Work to complete = Return every line from the records below that has the word "fingers".

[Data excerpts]
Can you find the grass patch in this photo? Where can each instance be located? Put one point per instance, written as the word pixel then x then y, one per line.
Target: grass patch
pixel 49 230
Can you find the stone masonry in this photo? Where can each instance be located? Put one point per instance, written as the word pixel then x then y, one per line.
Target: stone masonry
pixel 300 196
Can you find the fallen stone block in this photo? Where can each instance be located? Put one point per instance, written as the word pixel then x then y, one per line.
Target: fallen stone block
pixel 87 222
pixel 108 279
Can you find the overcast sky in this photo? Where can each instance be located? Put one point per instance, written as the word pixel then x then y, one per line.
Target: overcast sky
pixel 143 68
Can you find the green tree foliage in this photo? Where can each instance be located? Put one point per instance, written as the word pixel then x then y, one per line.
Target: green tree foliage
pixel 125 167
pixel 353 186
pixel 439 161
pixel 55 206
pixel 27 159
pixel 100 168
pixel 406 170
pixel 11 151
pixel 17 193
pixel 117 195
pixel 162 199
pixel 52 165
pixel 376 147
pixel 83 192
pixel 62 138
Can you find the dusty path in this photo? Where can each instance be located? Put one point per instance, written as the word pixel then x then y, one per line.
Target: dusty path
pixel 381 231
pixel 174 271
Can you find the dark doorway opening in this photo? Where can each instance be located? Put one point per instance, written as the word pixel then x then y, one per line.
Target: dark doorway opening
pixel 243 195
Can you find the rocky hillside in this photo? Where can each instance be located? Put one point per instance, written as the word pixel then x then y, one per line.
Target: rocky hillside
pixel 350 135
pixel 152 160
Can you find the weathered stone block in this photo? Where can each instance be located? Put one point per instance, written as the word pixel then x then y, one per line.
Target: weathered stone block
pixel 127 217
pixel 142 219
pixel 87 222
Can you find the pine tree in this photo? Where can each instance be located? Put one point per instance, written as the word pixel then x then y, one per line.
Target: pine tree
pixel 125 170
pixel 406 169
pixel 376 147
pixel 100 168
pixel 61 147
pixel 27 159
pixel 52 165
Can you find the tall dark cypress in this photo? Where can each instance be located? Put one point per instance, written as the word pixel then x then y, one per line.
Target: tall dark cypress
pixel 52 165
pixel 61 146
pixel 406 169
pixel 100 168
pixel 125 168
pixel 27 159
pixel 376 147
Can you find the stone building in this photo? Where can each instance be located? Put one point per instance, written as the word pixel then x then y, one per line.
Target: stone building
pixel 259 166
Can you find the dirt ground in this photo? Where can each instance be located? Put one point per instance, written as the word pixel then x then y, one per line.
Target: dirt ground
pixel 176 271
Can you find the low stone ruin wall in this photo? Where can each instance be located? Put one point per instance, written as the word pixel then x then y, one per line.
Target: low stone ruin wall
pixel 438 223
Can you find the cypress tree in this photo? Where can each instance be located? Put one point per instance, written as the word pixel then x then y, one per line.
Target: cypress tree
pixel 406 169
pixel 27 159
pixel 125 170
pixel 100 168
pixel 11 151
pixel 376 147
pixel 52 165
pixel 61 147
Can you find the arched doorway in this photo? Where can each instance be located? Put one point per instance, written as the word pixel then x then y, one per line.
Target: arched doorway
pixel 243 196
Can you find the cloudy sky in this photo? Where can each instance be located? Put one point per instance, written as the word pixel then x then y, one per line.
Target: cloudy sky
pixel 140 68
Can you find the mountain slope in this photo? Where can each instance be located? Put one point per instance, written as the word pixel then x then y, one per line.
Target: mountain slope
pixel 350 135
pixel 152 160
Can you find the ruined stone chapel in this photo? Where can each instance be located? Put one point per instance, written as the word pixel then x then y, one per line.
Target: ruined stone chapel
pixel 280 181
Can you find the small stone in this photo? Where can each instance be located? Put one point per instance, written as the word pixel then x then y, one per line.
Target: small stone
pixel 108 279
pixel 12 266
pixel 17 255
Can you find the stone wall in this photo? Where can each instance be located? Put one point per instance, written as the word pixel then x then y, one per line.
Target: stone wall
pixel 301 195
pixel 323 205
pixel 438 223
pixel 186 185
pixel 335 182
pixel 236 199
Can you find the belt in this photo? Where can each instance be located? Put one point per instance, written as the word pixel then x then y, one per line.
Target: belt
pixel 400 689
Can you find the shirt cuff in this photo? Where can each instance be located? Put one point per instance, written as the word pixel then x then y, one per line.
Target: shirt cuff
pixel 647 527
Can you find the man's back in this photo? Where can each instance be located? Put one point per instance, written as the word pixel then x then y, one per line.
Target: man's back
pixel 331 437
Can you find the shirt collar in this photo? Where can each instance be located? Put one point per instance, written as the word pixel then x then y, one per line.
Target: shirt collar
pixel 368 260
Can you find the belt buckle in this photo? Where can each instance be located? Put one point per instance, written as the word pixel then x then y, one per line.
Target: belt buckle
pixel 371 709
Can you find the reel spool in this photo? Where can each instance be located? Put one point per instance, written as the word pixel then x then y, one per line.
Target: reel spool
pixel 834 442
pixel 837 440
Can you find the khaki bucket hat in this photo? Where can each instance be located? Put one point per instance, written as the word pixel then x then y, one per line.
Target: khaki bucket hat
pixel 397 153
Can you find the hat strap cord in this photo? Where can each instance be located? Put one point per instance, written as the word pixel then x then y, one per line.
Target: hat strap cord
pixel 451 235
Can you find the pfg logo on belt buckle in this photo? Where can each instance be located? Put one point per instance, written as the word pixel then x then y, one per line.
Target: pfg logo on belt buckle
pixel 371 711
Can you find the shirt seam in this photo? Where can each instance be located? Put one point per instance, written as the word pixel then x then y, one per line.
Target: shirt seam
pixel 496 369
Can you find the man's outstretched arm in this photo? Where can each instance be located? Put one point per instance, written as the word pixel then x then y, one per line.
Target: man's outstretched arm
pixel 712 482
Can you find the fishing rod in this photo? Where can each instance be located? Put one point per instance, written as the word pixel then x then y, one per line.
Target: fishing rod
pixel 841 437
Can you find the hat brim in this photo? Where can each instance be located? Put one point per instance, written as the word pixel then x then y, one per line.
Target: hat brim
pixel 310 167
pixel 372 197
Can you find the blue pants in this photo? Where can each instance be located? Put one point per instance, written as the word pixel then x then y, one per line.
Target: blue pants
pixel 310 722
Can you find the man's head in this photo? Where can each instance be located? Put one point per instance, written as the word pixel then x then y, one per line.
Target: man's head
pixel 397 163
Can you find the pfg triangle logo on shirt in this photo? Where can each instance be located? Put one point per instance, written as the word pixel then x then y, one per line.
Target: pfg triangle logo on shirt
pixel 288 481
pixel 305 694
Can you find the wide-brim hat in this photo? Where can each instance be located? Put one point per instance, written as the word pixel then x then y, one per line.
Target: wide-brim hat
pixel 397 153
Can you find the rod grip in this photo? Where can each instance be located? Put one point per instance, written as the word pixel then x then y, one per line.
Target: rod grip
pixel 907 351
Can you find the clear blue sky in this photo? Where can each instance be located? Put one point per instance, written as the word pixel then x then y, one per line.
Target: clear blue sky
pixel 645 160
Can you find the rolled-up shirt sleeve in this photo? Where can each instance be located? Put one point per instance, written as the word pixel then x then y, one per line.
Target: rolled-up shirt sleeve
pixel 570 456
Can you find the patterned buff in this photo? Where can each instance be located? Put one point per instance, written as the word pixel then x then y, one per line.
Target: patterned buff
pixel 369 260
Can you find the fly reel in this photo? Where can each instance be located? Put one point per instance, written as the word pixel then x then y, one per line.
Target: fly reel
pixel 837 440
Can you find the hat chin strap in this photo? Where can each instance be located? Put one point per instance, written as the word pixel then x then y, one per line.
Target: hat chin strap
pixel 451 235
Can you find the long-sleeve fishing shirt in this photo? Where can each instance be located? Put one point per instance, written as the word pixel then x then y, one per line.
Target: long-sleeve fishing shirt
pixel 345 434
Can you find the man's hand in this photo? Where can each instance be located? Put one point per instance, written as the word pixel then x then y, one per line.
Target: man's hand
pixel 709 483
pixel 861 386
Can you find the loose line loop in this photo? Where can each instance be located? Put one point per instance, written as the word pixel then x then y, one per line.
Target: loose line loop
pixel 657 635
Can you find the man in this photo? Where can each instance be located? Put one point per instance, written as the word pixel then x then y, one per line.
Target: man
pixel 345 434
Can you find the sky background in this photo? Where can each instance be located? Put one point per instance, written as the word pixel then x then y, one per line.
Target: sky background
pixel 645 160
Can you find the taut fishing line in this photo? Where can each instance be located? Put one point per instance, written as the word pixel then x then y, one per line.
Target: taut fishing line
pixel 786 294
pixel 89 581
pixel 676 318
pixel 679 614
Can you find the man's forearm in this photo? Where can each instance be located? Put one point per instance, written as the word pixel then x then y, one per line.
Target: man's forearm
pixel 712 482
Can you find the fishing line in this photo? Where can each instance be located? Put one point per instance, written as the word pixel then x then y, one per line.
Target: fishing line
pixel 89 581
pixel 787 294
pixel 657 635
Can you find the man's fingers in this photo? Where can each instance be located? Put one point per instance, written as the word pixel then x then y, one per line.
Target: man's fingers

Finished task =
Can you find the man's fingers in this photo? Where can each instance be located? Put one point per instance, written as the word pixel then x then y, one per line.
Target: man's fingers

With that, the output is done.